[Referring expression data]
--------
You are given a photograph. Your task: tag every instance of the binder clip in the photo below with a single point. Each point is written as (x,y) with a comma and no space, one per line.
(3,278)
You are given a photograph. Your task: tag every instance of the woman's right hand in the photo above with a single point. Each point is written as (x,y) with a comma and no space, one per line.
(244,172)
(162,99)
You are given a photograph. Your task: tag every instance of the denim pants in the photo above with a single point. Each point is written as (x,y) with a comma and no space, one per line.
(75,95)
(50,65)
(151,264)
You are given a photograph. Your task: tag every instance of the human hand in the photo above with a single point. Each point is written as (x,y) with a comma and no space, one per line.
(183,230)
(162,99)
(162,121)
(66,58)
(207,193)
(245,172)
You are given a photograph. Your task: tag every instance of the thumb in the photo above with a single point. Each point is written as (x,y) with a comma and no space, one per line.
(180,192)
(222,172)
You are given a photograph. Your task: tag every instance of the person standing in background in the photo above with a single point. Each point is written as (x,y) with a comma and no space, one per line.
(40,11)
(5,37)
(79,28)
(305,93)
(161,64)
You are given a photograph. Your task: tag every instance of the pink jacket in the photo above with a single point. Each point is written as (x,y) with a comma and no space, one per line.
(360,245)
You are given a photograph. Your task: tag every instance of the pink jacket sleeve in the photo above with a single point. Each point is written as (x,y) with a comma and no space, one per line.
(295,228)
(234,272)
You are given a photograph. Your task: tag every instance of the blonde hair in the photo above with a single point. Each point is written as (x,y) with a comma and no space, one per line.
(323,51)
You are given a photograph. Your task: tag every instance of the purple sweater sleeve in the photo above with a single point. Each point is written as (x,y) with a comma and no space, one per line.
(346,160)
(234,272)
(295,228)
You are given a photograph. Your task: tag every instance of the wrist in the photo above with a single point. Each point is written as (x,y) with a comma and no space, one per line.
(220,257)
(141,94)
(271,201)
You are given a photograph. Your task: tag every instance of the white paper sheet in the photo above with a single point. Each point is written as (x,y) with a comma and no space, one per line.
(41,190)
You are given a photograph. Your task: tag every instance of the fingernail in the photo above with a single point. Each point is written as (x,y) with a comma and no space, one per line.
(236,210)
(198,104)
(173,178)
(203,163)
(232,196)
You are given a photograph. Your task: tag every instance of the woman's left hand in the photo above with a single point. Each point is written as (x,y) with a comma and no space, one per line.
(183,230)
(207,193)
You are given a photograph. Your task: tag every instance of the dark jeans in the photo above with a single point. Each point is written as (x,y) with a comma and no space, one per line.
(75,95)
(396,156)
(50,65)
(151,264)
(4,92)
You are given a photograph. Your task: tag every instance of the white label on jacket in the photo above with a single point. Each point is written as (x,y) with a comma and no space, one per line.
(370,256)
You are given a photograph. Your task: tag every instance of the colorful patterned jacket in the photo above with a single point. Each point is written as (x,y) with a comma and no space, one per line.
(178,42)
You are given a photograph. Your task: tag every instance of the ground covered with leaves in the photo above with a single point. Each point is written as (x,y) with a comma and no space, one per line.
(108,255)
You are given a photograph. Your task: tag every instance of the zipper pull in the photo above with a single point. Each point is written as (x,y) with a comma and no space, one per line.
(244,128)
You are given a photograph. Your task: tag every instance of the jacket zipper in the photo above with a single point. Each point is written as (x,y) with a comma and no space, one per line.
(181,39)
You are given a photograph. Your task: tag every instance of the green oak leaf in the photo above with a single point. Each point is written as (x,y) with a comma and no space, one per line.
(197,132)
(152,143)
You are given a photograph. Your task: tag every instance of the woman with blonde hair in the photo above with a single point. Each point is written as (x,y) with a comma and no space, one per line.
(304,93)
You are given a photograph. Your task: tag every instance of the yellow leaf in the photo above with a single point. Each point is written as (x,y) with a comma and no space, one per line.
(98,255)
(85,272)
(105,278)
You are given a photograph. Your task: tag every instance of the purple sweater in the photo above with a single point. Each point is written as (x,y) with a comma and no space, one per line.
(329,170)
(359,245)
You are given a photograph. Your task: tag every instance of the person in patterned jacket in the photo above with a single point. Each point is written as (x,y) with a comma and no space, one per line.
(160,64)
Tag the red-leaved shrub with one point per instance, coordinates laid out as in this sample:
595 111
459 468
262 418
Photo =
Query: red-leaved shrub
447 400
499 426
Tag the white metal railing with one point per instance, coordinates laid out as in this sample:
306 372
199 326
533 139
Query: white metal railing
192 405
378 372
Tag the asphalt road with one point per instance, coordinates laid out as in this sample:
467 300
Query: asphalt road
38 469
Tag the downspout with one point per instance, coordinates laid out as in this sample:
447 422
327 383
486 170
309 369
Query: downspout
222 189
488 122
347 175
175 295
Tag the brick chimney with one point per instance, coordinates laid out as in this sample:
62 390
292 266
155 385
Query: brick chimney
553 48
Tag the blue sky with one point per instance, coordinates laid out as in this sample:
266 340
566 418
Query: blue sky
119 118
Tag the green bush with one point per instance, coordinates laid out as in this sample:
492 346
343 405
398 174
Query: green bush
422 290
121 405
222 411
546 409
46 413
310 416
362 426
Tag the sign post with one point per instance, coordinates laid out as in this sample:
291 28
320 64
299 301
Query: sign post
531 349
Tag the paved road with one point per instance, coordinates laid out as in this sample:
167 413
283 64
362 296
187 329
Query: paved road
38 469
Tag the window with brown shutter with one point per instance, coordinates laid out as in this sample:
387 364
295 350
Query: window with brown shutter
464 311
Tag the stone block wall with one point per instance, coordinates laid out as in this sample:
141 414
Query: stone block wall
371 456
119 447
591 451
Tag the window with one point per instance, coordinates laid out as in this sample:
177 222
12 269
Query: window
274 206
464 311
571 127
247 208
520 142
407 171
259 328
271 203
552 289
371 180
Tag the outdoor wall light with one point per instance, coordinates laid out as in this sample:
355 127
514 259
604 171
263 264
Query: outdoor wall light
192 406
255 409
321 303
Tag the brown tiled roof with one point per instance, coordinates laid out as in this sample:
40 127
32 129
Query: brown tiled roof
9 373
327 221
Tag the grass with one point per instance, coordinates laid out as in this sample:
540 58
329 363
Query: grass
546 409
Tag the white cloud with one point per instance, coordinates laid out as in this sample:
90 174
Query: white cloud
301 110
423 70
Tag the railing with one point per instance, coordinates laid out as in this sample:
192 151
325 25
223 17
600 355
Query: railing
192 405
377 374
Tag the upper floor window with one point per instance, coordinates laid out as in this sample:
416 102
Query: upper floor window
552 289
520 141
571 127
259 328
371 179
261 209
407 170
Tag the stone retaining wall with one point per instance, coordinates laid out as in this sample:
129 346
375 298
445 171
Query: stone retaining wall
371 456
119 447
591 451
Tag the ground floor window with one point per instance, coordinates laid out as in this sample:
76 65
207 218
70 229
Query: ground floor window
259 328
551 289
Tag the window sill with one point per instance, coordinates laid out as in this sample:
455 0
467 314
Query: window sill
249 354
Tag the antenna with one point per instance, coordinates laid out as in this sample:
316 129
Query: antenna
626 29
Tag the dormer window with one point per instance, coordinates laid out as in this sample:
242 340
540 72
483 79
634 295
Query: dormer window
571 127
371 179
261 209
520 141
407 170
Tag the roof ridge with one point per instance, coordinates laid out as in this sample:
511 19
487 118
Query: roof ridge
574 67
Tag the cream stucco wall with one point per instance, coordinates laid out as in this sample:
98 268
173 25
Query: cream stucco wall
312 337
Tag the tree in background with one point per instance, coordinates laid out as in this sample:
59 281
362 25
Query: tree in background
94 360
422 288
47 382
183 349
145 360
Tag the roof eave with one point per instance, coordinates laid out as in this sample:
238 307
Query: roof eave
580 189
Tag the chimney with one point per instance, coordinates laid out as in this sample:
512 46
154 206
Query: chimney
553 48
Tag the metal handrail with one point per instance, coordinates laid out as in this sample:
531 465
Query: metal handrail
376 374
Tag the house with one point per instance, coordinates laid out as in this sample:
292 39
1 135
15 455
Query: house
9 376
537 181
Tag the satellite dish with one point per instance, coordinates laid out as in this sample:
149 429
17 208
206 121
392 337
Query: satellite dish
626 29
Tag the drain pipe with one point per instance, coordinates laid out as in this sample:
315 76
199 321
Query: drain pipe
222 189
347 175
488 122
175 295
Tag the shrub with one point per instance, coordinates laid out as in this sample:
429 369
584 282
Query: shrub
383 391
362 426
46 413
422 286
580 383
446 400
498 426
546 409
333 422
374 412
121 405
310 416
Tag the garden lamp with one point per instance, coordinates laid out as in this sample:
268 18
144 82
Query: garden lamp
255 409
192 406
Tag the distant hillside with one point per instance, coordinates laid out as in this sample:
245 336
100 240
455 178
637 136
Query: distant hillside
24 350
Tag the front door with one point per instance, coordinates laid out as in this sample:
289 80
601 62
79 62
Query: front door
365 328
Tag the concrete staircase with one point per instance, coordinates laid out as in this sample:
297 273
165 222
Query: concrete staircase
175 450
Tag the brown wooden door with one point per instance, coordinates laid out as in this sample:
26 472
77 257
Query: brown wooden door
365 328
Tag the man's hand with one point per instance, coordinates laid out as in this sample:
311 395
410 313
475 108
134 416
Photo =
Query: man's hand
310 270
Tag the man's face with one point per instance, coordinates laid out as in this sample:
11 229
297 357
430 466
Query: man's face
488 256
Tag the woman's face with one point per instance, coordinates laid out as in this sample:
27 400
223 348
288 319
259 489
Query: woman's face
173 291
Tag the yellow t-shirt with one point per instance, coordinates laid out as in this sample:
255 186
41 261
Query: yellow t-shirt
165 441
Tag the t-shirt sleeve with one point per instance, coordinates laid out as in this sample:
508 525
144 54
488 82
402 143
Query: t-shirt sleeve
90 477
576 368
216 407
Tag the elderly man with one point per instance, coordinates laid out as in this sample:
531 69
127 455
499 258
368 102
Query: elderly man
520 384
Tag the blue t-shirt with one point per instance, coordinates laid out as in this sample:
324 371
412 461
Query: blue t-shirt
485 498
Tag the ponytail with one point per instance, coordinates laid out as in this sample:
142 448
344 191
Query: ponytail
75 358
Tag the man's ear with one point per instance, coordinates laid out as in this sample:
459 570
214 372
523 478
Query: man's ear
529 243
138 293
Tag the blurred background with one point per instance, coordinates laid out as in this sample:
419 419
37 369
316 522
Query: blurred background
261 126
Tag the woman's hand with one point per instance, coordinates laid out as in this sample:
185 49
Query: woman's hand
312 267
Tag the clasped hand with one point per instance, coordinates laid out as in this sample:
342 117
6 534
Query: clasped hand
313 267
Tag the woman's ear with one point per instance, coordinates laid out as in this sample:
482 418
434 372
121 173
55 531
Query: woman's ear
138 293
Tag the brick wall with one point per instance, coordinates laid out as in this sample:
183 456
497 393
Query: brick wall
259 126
--------
**ACTION ITEM:**
With the entries above as the source, set down exactly the lines from the one holding "Tag the woman's hand" through the last line, both ends included.

**RESULT OF THE TASK:**
Tag the woman's hand with one point per instance, coordinates laid out as in this sample:
185 49
Query: woman's hand
312 267
Tag the clasped hand with one point per instance, coordinates laid out as in this sample:
342 117
6 534
Query: clasped hand
313 267
Tag the woman's ear with one point per instance, coordinates laid out as in this sample:
482 418
434 372
121 173
55 531
Query: woman's ear
138 293
Tag the brick wall with one point per instance, coordinates laid out as in this sample:
183 456
497 393
Query: brick wall
259 126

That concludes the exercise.